• **REQUIREMENTS**: Please rewrite the listing from its start through the line that contains "99L235 89L162 93L0", with every "clear water" changed to "still water" and nothing else altered.

• **SUPPLIED RECORDS**:
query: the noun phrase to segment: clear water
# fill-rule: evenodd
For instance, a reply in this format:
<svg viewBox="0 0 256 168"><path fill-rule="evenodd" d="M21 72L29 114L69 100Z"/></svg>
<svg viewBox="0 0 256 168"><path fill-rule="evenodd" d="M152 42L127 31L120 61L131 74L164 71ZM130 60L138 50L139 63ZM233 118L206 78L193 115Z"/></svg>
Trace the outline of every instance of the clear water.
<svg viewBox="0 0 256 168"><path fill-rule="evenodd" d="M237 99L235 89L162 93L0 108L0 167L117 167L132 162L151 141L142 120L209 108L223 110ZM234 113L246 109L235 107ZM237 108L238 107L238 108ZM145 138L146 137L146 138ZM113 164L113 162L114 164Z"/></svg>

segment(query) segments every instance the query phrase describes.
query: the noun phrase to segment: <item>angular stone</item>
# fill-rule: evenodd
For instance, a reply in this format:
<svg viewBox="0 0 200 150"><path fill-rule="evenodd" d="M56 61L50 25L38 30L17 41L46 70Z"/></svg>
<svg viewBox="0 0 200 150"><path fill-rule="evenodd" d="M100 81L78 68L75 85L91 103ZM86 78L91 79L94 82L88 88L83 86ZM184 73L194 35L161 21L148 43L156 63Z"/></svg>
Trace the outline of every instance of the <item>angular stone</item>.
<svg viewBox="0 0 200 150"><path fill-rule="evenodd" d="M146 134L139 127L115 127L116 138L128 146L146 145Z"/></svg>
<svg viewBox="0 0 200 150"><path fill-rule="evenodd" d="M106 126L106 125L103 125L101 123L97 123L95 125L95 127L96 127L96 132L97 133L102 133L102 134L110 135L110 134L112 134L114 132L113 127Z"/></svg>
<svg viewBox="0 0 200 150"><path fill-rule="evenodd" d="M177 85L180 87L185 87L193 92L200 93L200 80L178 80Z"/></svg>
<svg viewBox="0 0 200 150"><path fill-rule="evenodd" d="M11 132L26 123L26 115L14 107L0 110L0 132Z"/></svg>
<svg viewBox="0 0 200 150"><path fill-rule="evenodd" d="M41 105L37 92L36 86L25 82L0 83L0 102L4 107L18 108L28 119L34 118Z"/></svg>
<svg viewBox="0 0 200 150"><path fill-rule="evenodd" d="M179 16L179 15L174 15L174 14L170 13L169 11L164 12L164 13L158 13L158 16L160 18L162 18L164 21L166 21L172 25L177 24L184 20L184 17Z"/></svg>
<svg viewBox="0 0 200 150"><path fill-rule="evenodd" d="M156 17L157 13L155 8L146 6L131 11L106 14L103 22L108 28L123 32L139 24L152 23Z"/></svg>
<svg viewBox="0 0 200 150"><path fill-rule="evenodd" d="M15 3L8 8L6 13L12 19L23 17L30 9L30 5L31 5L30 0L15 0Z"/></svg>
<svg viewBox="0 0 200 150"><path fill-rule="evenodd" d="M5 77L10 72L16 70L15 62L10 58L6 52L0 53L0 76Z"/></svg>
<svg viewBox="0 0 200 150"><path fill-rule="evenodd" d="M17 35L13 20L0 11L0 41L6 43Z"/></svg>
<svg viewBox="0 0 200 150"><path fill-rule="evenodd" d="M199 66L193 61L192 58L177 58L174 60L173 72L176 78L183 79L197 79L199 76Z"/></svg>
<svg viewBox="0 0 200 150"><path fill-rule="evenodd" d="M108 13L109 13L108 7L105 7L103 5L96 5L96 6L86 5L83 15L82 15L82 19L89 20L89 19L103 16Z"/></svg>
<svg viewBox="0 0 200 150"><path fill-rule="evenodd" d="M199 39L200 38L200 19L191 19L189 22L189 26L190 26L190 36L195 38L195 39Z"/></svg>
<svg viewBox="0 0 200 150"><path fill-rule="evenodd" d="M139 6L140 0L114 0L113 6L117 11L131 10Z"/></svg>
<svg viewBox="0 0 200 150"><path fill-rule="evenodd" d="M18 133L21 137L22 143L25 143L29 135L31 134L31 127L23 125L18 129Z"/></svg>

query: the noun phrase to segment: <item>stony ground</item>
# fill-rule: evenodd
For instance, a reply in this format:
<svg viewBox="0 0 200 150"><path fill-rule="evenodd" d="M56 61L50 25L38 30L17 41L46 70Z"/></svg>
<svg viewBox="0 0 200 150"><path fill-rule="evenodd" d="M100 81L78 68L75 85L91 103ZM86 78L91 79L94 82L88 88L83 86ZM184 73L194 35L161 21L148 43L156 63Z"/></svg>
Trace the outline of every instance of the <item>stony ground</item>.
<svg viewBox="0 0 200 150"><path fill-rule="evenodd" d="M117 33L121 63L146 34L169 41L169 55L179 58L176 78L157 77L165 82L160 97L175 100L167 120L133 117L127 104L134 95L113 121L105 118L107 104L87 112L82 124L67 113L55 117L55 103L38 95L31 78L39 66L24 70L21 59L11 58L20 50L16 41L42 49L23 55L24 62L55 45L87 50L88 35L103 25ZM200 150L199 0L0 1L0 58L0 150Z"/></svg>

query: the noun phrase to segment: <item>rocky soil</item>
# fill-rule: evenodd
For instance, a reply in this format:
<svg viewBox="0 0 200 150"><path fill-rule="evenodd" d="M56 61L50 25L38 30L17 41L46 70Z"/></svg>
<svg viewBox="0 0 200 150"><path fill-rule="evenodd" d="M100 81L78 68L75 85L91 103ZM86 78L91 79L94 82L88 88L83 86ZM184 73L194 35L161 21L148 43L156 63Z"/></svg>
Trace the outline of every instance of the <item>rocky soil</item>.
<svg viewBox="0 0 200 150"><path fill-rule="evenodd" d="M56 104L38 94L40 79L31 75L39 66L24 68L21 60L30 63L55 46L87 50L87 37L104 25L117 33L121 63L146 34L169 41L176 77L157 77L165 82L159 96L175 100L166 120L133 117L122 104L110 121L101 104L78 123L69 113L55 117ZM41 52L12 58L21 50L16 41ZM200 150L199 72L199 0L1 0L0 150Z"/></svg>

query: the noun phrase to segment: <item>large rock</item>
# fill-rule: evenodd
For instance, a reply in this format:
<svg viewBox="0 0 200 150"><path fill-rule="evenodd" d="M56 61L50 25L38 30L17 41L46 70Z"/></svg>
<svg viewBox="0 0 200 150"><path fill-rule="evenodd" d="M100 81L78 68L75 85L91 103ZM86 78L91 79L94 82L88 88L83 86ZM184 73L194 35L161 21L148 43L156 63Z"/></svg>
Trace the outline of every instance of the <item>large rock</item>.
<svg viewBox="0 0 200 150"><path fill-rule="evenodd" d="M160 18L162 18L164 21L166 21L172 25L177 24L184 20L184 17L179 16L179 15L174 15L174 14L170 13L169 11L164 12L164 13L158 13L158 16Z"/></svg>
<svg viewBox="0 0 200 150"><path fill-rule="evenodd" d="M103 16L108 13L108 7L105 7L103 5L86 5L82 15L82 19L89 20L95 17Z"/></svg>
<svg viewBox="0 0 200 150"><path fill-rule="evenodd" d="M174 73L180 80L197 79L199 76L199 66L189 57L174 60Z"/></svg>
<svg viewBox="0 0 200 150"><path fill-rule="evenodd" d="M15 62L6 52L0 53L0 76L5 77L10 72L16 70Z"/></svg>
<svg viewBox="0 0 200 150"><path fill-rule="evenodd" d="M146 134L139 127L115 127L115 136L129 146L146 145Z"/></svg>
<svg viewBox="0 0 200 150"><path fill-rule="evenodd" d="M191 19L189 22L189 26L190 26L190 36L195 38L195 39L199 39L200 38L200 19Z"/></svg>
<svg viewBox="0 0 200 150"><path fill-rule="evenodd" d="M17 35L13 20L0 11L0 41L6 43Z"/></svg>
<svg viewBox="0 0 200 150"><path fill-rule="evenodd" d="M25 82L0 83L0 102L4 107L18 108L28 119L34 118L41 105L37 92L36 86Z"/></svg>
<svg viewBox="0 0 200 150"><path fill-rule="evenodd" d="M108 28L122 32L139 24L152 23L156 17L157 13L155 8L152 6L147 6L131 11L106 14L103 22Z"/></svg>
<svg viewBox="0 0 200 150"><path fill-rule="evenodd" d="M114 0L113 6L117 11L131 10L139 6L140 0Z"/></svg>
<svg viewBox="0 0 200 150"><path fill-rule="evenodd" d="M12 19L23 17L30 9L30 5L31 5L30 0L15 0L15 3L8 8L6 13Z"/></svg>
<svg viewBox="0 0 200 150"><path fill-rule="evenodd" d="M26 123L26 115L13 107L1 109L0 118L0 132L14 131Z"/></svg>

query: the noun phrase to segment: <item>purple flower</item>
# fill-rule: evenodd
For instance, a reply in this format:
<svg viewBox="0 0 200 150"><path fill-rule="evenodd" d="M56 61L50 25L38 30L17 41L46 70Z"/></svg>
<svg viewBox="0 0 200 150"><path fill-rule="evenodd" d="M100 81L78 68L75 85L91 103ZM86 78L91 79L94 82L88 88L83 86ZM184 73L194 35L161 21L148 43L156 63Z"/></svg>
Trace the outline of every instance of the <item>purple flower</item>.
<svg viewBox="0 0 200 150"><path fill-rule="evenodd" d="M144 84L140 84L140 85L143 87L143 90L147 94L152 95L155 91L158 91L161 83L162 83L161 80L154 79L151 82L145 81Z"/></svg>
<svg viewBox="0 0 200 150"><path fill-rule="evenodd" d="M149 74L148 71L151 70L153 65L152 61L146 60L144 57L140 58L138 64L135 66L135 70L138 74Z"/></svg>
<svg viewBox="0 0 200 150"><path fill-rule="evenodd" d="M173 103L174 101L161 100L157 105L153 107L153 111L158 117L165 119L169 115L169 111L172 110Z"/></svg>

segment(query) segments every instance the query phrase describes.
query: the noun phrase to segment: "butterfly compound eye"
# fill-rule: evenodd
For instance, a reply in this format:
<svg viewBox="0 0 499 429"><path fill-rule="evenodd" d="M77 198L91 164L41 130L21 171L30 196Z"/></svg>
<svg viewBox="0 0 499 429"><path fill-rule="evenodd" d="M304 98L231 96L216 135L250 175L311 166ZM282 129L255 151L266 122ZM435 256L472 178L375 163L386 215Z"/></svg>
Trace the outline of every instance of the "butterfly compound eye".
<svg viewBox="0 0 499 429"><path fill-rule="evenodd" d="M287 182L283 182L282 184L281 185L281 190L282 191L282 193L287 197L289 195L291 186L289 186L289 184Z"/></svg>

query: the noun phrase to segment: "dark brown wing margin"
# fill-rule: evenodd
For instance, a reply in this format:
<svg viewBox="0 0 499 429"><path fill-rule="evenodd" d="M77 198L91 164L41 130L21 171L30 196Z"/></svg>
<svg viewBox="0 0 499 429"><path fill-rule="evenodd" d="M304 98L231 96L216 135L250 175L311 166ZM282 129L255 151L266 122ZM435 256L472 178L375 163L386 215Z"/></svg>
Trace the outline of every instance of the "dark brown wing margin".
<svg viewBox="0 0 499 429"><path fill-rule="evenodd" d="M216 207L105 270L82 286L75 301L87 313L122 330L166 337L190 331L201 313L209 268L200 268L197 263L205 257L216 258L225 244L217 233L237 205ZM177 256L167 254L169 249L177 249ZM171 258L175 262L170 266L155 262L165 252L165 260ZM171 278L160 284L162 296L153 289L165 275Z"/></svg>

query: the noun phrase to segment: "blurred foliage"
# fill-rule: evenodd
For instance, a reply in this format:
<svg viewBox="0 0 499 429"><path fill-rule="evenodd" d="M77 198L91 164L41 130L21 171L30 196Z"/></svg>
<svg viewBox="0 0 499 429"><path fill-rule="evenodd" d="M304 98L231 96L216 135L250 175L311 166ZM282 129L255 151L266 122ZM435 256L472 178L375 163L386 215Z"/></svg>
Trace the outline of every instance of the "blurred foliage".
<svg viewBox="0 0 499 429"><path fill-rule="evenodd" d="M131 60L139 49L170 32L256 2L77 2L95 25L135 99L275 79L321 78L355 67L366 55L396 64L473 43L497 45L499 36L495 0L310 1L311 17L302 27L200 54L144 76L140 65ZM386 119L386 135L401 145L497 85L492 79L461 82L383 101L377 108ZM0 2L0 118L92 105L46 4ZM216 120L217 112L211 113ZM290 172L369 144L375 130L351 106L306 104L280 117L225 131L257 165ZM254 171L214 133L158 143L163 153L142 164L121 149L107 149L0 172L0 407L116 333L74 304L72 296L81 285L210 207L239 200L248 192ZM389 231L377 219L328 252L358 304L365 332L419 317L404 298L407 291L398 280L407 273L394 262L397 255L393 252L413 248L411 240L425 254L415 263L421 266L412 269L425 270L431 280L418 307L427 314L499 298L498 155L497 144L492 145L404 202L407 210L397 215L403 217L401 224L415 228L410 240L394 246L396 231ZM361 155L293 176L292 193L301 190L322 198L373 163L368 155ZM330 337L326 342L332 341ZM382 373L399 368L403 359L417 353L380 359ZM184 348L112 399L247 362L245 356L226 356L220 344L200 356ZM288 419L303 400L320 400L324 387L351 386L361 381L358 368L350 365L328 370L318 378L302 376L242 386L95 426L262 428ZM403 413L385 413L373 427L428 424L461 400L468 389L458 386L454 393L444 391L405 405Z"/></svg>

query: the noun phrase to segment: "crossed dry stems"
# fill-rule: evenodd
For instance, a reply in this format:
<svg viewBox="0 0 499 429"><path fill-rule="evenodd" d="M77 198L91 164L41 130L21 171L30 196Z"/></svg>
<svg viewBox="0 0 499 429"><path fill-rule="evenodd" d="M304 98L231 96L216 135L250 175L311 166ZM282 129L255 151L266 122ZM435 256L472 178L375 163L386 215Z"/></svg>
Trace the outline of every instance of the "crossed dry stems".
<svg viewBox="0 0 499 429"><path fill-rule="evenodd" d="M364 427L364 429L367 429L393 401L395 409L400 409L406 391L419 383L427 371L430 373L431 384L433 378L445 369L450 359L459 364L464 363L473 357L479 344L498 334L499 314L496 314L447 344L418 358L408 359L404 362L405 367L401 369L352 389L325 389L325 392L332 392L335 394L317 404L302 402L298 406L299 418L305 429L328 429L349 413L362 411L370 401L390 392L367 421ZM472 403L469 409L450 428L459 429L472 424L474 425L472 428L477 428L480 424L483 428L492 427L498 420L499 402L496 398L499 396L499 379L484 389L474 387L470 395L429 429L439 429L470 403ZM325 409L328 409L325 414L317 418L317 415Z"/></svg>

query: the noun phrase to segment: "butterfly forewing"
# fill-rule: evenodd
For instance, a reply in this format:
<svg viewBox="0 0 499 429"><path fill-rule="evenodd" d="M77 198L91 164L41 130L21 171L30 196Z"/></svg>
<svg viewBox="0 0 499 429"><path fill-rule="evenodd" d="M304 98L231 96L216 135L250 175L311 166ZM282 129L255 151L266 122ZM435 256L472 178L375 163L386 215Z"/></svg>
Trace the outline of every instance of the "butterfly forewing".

• **TASK RESULT**:
query: the noun phrase to segment: still water
# fill-rule: evenodd
For instance, a reply in this format:
<svg viewBox="0 0 256 168"><path fill-rule="evenodd" d="M21 72L29 114L69 100Z"/></svg>
<svg viewBox="0 0 256 168"><path fill-rule="evenodd" d="M152 42L127 31L120 61L131 74L164 71ZM130 60L138 50L139 63ZM233 118L206 78L193 115Z"/></svg>
Trace the outline of every instance of the still water.
<svg viewBox="0 0 256 168"><path fill-rule="evenodd" d="M237 99L235 89L162 93L0 108L0 167L117 167L132 162L151 141L142 120L209 108L223 110ZM234 113L246 109L235 107ZM237 108L238 107L238 108ZM145 138L146 137L146 138ZM113 164L113 162L114 164Z"/></svg>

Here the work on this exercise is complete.